*** Source data ***

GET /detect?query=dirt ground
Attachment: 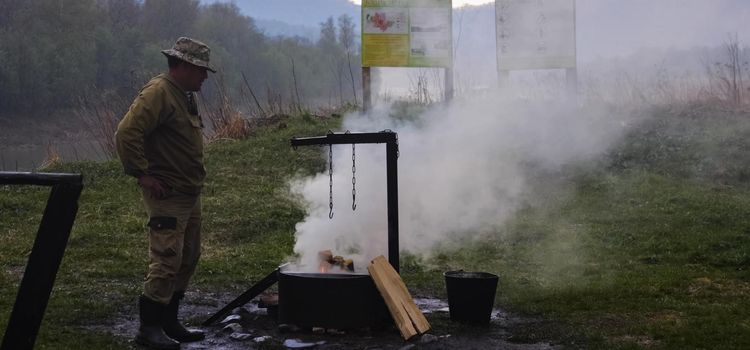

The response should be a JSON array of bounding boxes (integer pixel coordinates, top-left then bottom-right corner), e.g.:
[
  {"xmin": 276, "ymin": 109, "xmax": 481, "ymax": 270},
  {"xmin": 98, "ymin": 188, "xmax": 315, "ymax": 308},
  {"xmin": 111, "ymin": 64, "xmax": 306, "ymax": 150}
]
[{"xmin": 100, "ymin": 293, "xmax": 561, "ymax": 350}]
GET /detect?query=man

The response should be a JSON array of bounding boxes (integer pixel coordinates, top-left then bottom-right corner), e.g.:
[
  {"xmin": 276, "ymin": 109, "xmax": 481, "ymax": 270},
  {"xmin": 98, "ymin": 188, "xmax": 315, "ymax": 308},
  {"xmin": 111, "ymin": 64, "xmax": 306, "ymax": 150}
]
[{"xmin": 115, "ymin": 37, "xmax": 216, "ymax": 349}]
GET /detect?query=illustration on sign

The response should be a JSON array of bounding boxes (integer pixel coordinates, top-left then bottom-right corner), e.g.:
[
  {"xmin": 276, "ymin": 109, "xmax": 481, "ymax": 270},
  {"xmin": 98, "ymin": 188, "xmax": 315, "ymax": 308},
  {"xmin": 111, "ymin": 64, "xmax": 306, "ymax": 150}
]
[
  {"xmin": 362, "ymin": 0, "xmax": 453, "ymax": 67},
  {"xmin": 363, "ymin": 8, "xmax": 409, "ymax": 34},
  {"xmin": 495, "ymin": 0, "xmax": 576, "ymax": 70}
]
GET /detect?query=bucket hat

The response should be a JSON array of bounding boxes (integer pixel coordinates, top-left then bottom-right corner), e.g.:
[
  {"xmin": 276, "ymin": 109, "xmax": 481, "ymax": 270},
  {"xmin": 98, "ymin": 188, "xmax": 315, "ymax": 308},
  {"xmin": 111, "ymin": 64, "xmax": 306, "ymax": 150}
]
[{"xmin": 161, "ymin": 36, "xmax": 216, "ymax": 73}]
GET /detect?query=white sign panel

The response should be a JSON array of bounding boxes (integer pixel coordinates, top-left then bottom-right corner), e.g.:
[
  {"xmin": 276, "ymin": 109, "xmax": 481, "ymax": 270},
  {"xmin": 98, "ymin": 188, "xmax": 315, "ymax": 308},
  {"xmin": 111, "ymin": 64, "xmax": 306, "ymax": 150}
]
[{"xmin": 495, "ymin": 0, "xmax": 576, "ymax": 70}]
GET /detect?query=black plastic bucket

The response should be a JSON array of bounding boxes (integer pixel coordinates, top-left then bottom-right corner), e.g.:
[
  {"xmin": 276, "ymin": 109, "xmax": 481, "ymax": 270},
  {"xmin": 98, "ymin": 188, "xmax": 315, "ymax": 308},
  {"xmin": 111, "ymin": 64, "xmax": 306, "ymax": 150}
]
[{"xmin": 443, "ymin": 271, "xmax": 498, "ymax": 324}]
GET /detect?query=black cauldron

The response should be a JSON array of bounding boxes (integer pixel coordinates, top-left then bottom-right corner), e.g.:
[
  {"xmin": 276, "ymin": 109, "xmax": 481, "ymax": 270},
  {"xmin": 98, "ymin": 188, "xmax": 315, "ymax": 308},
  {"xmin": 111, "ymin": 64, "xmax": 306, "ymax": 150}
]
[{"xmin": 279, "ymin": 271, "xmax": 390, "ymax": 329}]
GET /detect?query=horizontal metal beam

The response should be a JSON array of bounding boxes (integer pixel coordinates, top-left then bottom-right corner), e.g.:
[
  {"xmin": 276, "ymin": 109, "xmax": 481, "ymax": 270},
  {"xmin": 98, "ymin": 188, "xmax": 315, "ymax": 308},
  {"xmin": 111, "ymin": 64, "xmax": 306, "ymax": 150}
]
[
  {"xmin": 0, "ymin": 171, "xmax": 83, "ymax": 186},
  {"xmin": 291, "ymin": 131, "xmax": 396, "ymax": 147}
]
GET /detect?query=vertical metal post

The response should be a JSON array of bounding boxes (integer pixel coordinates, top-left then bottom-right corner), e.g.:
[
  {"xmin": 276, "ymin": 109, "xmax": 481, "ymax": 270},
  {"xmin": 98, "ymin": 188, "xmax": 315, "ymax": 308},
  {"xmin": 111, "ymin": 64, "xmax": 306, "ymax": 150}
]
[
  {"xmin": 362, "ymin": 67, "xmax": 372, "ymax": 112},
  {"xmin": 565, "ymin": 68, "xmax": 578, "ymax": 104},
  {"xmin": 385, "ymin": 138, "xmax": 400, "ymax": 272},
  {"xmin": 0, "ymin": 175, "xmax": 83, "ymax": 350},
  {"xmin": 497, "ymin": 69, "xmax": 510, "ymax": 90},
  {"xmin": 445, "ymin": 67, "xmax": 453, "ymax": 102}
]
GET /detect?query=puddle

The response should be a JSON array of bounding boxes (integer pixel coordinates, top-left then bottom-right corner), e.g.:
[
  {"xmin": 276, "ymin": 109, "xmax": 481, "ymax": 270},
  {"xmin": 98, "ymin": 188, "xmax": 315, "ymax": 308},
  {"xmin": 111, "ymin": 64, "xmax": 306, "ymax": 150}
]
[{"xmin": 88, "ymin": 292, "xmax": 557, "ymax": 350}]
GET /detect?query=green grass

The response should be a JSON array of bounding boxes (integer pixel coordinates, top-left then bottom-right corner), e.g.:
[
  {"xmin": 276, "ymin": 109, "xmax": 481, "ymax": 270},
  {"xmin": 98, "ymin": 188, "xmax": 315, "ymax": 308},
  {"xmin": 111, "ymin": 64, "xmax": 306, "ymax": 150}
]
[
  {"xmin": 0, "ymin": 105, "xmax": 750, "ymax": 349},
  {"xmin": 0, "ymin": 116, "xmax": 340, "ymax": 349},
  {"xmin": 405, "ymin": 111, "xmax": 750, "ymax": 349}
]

***

To be done – Write out all of the data above again, swapping "integer pixel coordinates" for "whole-number pixel coordinates" wherever it occurs and keeping everything else the same. Leave out the pictures.

Answer to this problem –
GET /detect?query=dirt ground
Attachment: 

The response should be a JSON array of bounding boxes (whole-number pixel coordinates, top-left then bottom-right corner), e.g.:
[
  {"xmin": 276, "ymin": 109, "xmax": 481, "ymax": 270},
  {"xmin": 98, "ymin": 188, "xmax": 315, "ymax": 308},
  {"xmin": 111, "ymin": 64, "xmax": 306, "ymax": 150}
]
[{"xmin": 100, "ymin": 293, "xmax": 561, "ymax": 350}]
GET /detect?query=man

The response should be a JSON array of bounding boxes (whole-number pixel coordinates, top-left then bottom-right corner), e.g.:
[
  {"xmin": 276, "ymin": 109, "xmax": 481, "ymax": 270},
  {"xmin": 98, "ymin": 188, "xmax": 315, "ymax": 308},
  {"xmin": 111, "ymin": 64, "xmax": 306, "ymax": 150}
]
[{"xmin": 115, "ymin": 37, "xmax": 216, "ymax": 349}]
GET /detect?query=illustration on sign

The response should be a JSON array of bounding boxes (whole-number pixel coordinates, top-left then bottom-right corner), e.g.:
[
  {"xmin": 276, "ymin": 109, "xmax": 481, "ymax": 270},
  {"xmin": 98, "ymin": 188, "xmax": 315, "ymax": 308},
  {"xmin": 111, "ymin": 64, "xmax": 306, "ymax": 150}
]
[
  {"xmin": 362, "ymin": 0, "xmax": 453, "ymax": 67},
  {"xmin": 363, "ymin": 8, "xmax": 409, "ymax": 34},
  {"xmin": 495, "ymin": 0, "xmax": 576, "ymax": 70}
]
GET /detect?query=bucket hat

The response should be a JSON array of bounding boxes (whole-number pixel coordinates, top-left then bottom-right corner), e.g.:
[
  {"xmin": 276, "ymin": 109, "xmax": 481, "ymax": 270},
  {"xmin": 98, "ymin": 188, "xmax": 315, "ymax": 308},
  {"xmin": 111, "ymin": 64, "xmax": 306, "ymax": 150}
]
[{"xmin": 161, "ymin": 36, "xmax": 216, "ymax": 73}]
GET /detect?query=white sign panel

The response should be a JSON array of bounding boxes (whole-number pixel coordinates, top-left then bottom-right corner), e.g.:
[
  {"xmin": 276, "ymin": 109, "xmax": 481, "ymax": 270},
  {"xmin": 98, "ymin": 188, "xmax": 315, "ymax": 308},
  {"xmin": 111, "ymin": 64, "xmax": 306, "ymax": 150}
]
[{"xmin": 495, "ymin": 0, "xmax": 576, "ymax": 70}]
GET /detect?query=black plastic bucket

The response should be a JSON array of bounding boxes (whole-number pixel coordinates, top-left then bottom-right corner), e.g.:
[
  {"xmin": 276, "ymin": 109, "xmax": 481, "ymax": 270},
  {"xmin": 98, "ymin": 188, "xmax": 315, "ymax": 308},
  {"xmin": 111, "ymin": 64, "xmax": 306, "ymax": 150}
]
[{"xmin": 443, "ymin": 271, "xmax": 498, "ymax": 324}]
GET /detect?query=black cauldron

The response should be a JSON array of bounding boxes (whole-number pixel coordinates, top-left then bottom-right corner), e.g.:
[
  {"xmin": 276, "ymin": 109, "xmax": 481, "ymax": 270},
  {"xmin": 98, "ymin": 188, "xmax": 315, "ymax": 308},
  {"xmin": 111, "ymin": 64, "xmax": 306, "ymax": 150}
]
[{"xmin": 279, "ymin": 271, "xmax": 390, "ymax": 329}]
GET /detect?query=horizontal metal beam

The response should be a JSON array of bounding boxes (whole-number pixel coordinates, top-left then bottom-right corner), e.g.:
[
  {"xmin": 276, "ymin": 109, "xmax": 481, "ymax": 270},
  {"xmin": 98, "ymin": 188, "xmax": 315, "ymax": 308},
  {"xmin": 111, "ymin": 64, "xmax": 306, "ymax": 150}
]
[
  {"xmin": 0, "ymin": 171, "xmax": 83, "ymax": 186},
  {"xmin": 291, "ymin": 131, "xmax": 396, "ymax": 147}
]
GET /detect?query=vertical metal post

The response should be a JSON array of bounding boxes (whole-number pixel coordinates, top-left then bottom-right corner), e.g.:
[
  {"xmin": 276, "ymin": 109, "xmax": 481, "ymax": 270},
  {"xmin": 98, "ymin": 188, "xmax": 315, "ymax": 308},
  {"xmin": 111, "ymin": 64, "xmax": 306, "ymax": 150}
]
[
  {"xmin": 362, "ymin": 67, "xmax": 372, "ymax": 112},
  {"xmin": 565, "ymin": 68, "xmax": 578, "ymax": 104},
  {"xmin": 385, "ymin": 138, "xmax": 400, "ymax": 272},
  {"xmin": 0, "ymin": 175, "xmax": 83, "ymax": 350},
  {"xmin": 497, "ymin": 69, "xmax": 510, "ymax": 90},
  {"xmin": 445, "ymin": 67, "xmax": 453, "ymax": 102}
]
GET /detect?query=puddle

The response should be a JSON array of bounding boxes (whole-number pixel coordinates, top-left then bottom-right corner), e.g.:
[
  {"xmin": 276, "ymin": 109, "xmax": 481, "ymax": 270},
  {"xmin": 98, "ymin": 188, "xmax": 315, "ymax": 308},
  {"xmin": 111, "ymin": 64, "xmax": 306, "ymax": 150}
]
[{"xmin": 88, "ymin": 292, "xmax": 557, "ymax": 350}]
GET /detect?query=green grass

The response should be a JSON array of bounding boxes (whole-number pixel coordinates, top-left then bottom-right corner), e.g.:
[
  {"xmin": 276, "ymin": 109, "xmax": 481, "ymax": 270},
  {"xmin": 98, "ymin": 188, "xmax": 315, "ymax": 308},
  {"xmin": 111, "ymin": 64, "xmax": 306, "ymax": 150}
]
[
  {"xmin": 0, "ymin": 105, "xmax": 750, "ymax": 349},
  {"xmin": 0, "ymin": 116, "xmax": 340, "ymax": 349},
  {"xmin": 405, "ymin": 111, "xmax": 750, "ymax": 349}
]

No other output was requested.